### Extract to read
============================================================

BY CHUCK VANDENBERG
FORT MADISON – The holiday spirit is alive and well for a Fort Madison man who’s been building a collecting miniatures for a Christmas village that runs about 60 square feet right throughout most of his family room.
Gary and Karen Turnbull, who live on Avenue J in Fort Madison, turn their living room into a makeshift Christmas countryside every year right after Thanksgiving.
With more than 400 models and pieces in the collection, Gary said he’s just about out of room, but he’ll find it when he needs it.
As it stands, the model countryside has two theaters, more than five churches, a carousel, a ski resort, a snow sledding hill and an LED train community, a military post, lighthouses, tree houses, and even ole St. Nick and his reindeer humming quietly over houses along the countryside.
“I’ve been collecting these since about 1986,” Gary said Wednesday afternoon.
He couldn’t say how much he’s spent or what the value of the collection is because he doesn’t typically pay full value for them.
“I have no idea what the value is,” he said. “I guess the real value is the joy the family gets from it. But I can’t put a dollar value on it.”
He said he’s purchased the miniature collectibles from almost every big box store, usually when they go on clearance. But he said a lot of the pieces have come from family members, friends, and community members who know about the size of his collection and his passion for setting them up each year.
Turnbull said it takes about 18 hours to set all the models up and get them plugged in. He said the electrical can be the most difficult part, but improvements in offerings on the lights has made things a bit easier.
“I can get strings of 5 or 7 C7 lights now and there is just enough room between the lights to use them to string together 5 to 7 houses so that has reduced the number of plugs that are needed.

============================================================

### To do
- 1) According to the article on the Christmas village, how long does it take to set up all the models and plug them in?
- 2) Pick out every line of the listing that contains the string "cheek". Case counts.

### Excerpts from point annotation data
============================================================

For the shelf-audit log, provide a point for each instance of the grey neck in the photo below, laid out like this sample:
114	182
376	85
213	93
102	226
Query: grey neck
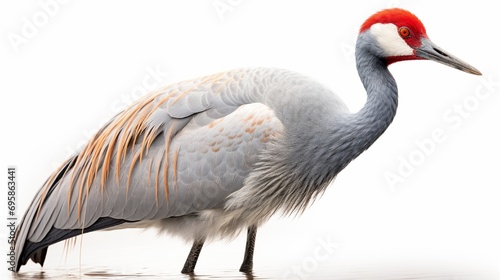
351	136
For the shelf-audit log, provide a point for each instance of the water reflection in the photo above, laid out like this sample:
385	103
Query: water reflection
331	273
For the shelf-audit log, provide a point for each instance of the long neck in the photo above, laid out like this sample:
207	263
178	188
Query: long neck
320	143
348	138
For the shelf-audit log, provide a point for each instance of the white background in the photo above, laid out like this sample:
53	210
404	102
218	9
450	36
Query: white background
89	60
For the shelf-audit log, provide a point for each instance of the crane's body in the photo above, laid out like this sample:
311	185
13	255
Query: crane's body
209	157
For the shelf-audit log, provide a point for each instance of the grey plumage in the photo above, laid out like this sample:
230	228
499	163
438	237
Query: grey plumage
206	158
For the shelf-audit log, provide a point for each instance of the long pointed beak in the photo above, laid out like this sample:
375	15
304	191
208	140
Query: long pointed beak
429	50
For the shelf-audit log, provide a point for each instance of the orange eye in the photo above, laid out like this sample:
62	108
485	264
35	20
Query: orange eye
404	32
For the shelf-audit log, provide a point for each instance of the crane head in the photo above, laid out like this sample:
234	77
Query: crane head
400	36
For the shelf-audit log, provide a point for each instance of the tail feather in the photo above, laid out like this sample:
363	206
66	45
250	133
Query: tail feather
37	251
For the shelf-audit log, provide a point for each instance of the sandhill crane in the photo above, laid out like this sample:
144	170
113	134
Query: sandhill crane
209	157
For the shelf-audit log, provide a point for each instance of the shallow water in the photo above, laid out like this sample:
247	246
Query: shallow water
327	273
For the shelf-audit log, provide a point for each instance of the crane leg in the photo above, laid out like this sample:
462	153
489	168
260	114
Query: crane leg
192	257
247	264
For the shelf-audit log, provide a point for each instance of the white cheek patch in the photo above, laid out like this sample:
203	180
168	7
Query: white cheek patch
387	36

============================================================

### Solved tasks
- 1) About 18 hours.

- 2)
For the shelf-audit log, provide a point for each instance of the white cheek patch in the photo above, laid out like this sample:
Query: white cheek patch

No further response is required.